● Instructions for the task: In the listing, arrange the lines from the one containing "Task: indicate the shop" through the one containing "<point>224,388</point>", both included, as a Markdown table with the columns Row and Line. Give each line its row number and skip blank lines.

[Records from a data source]
════════════════
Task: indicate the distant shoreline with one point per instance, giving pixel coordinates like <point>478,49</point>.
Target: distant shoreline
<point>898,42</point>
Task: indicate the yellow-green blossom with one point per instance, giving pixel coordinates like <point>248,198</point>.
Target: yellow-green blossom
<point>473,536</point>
════════════════
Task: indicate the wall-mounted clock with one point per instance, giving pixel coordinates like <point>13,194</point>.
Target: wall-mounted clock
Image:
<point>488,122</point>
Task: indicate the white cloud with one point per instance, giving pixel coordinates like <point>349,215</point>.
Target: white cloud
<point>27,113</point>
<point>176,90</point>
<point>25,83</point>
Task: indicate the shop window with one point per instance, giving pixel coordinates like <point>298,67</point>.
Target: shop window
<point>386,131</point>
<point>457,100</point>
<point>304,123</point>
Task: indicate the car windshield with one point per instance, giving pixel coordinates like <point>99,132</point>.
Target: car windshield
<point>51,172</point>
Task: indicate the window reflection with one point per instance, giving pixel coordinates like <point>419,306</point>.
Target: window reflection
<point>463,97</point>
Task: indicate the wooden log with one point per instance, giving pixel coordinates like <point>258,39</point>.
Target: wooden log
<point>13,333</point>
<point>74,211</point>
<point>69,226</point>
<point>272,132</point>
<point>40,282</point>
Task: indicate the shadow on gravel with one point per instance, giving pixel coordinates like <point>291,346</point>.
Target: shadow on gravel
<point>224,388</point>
════════════════
● Answer to the problem:
| Row | Line |
|---|---|
| 1 | Task: indicate the shop window with one point per instance, giving pixel coordinates like <point>298,67</point>. |
| 2 | Target: shop window |
| 3 | <point>386,131</point> |
| 4 | <point>457,100</point> |
| 5 | <point>304,123</point> |
| 6 | Task: indicate the car windshield with one point per instance, giving pixel coordinates like <point>99,132</point>. |
| 7 | Target: car windshield |
| 8 | <point>51,172</point> |
| 9 | Task: indicate the window reflection with one point per instance, giving pixel coordinates like <point>419,306</point>. |
| 10 | Target: window reflection |
| 11 | <point>463,97</point> |
| 12 | Task: indicate the wooden log with one point per instance, giving pixel coordinates like <point>258,39</point>. |
| 13 | Target: wooden log |
| 14 | <point>13,333</point> |
| 15 | <point>74,211</point> |
| 16 | <point>69,226</point> |
| 17 | <point>272,132</point> |
| 18 | <point>40,282</point> |
| 19 | Task: indicate the shadow on gravel with one point per instance, giving pixel coordinates like <point>291,346</point>. |
| 20 | Target: shadow on gravel |
| 21 | <point>224,388</point> |